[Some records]
#####
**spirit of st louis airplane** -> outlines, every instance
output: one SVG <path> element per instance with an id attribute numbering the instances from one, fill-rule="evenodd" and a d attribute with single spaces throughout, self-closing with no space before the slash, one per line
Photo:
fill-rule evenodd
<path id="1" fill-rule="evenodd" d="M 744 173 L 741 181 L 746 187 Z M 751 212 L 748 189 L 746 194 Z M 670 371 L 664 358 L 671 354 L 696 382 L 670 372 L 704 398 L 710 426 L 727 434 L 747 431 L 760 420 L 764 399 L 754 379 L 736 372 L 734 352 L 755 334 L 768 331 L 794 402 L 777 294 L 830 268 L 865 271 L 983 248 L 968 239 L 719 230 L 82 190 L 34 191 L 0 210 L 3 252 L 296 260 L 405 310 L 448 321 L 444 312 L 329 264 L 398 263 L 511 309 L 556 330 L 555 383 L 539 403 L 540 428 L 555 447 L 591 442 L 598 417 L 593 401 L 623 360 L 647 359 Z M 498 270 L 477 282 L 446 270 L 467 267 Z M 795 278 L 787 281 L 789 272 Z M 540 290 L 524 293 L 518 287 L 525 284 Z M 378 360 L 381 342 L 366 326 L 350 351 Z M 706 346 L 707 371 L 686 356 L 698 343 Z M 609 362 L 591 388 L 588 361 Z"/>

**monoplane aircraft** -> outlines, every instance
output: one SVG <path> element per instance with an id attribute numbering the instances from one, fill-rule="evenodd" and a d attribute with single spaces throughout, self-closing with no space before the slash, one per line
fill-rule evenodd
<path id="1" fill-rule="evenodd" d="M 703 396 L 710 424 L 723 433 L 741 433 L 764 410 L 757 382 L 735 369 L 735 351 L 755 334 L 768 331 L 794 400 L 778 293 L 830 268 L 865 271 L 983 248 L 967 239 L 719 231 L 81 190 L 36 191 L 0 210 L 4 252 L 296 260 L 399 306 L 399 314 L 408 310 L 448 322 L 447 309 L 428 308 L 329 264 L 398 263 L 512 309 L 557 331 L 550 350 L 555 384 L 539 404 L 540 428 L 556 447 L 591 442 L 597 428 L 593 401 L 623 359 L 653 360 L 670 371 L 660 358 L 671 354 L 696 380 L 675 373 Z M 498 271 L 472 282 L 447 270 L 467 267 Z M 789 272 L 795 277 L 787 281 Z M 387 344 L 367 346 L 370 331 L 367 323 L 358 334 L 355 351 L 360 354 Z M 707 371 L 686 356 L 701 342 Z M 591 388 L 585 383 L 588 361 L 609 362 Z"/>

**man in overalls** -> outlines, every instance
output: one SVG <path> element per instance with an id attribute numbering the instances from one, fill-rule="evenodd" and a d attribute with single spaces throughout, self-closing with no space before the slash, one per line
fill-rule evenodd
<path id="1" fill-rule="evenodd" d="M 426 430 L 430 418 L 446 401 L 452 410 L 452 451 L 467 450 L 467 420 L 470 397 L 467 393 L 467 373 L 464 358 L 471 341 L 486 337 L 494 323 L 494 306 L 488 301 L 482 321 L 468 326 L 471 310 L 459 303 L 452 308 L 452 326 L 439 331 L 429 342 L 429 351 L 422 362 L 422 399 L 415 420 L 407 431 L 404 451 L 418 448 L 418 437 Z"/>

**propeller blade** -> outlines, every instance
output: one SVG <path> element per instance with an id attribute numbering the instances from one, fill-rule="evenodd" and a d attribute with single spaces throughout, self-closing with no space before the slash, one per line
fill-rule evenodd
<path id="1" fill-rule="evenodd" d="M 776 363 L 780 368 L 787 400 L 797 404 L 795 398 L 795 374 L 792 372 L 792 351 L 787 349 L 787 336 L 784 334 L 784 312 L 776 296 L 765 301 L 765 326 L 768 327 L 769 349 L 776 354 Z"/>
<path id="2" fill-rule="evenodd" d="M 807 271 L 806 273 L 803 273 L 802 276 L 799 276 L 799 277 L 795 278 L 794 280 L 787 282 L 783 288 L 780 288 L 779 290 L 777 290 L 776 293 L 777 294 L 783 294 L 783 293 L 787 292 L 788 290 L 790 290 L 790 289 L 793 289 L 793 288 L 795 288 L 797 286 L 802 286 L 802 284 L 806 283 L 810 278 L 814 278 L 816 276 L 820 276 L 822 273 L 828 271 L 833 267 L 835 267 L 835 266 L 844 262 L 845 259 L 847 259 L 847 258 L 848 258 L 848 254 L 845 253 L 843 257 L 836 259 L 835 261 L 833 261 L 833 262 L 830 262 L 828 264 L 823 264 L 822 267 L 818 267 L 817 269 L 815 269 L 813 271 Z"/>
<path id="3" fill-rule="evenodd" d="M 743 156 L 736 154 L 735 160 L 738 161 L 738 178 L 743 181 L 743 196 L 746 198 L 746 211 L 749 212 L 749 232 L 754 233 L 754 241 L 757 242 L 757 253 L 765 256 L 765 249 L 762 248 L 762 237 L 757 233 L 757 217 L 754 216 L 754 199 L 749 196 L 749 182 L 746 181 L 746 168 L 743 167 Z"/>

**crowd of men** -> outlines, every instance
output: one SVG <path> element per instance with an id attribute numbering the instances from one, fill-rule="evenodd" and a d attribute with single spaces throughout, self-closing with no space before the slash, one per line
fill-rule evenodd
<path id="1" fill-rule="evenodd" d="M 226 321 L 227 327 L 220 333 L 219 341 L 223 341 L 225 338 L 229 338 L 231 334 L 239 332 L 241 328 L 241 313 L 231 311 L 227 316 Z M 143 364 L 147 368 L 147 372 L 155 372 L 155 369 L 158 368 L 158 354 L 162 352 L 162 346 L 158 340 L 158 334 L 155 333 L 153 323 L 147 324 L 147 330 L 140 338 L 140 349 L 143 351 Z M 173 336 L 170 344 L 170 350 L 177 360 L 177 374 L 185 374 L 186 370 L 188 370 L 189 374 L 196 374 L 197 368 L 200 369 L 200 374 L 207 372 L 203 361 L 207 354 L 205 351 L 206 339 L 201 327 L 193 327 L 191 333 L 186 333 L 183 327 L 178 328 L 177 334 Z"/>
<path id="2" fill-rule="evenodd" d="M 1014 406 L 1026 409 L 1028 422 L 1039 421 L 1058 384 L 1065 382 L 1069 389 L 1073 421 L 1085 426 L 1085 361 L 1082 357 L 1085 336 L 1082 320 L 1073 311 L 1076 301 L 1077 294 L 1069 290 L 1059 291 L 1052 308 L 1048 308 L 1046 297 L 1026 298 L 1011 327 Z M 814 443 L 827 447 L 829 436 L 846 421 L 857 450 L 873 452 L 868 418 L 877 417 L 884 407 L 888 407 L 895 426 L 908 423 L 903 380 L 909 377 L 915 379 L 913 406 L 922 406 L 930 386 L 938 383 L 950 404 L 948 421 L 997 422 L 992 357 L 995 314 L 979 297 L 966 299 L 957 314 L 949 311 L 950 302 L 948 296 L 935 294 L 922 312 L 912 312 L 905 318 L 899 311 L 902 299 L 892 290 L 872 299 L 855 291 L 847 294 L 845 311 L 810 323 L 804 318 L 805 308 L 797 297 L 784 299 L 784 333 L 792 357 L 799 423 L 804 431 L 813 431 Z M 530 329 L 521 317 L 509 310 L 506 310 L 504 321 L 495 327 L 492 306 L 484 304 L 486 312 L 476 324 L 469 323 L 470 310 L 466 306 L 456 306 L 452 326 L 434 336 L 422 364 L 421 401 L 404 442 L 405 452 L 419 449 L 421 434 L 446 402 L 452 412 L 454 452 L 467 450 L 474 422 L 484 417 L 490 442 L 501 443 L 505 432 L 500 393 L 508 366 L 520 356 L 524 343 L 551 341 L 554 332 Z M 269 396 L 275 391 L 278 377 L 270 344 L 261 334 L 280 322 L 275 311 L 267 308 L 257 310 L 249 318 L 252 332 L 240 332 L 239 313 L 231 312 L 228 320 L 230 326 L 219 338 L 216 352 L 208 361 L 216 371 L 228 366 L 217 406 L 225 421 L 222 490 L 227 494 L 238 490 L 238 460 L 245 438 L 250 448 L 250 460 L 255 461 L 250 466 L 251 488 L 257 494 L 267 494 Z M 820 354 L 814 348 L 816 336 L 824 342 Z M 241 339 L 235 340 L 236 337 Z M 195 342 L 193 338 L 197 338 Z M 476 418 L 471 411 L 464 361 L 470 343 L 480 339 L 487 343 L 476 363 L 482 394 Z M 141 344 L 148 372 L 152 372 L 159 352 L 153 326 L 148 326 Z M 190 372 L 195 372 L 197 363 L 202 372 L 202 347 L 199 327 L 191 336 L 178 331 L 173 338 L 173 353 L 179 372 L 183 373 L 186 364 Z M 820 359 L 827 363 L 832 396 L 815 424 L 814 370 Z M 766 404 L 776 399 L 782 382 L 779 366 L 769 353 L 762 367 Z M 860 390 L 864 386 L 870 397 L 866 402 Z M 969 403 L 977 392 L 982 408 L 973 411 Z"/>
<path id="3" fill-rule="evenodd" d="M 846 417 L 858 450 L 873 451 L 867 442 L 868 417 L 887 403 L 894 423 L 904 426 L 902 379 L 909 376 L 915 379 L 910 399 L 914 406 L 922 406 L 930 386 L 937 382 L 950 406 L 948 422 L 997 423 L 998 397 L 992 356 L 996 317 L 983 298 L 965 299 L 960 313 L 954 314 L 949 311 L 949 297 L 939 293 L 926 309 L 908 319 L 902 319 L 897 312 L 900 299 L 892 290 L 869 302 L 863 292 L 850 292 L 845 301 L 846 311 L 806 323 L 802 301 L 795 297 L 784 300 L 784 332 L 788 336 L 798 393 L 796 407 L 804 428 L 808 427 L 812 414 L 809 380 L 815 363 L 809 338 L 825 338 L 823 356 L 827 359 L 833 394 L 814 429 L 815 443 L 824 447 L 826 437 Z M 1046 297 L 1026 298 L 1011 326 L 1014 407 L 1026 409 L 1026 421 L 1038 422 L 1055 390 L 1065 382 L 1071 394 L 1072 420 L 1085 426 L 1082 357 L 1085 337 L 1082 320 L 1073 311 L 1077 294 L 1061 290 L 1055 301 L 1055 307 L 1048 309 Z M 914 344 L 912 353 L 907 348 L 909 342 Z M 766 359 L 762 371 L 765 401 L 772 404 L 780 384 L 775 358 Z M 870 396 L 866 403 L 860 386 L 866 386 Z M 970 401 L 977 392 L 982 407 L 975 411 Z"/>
#####
Direction: Rewrite everything from the line containing "blade** -> outlines, every instance" down to the line containing "807 271 L 806", changing "propeller" to "rotor" and leaving everything else unchanged.

Exercise response:
**rotor blade** -> outlines, every instance
output: one SVG <path> element per instance with an id attribute numbering the instances from one, fill-rule="evenodd" and a d attribute with single spaces throughout, self-closing with no space before the slash, one per line
fill-rule evenodd
<path id="1" fill-rule="evenodd" d="M 776 363 L 780 368 L 787 400 L 797 404 L 795 398 L 795 374 L 792 372 L 792 351 L 787 349 L 787 336 L 784 334 L 784 312 L 776 296 L 765 301 L 765 326 L 768 327 L 769 349 L 776 354 Z"/>
<path id="2" fill-rule="evenodd" d="M 807 271 L 806 273 L 803 273 L 802 276 L 799 276 L 799 277 L 795 278 L 794 280 L 787 282 L 783 288 L 780 288 L 779 290 L 777 290 L 776 293 L 777 294 L 783 294 L 783 293 L 787 292 L 788 290 L 790 290 L 790 289 L 793 289 L 793 288 L 795 288 L 797 286 L 802 286 L 802 284 L 806 283 L 810 278 L 814 278 L 816 276 L 820 276 L 822 273 L 828 271 L 833 267 L 835 267 L 835 266 L 844 262 L 845 259 L 847 259 L 847 258 L 848 258 L 848 254 L 845 253 L 843 257 L 836 259 L 835 261 L 833 261 L 833 262 L 830 262 L 828 264 L 823 264 L 822 267 L 818 267 L 817 269 L 815 269 L 813 271 Z"/>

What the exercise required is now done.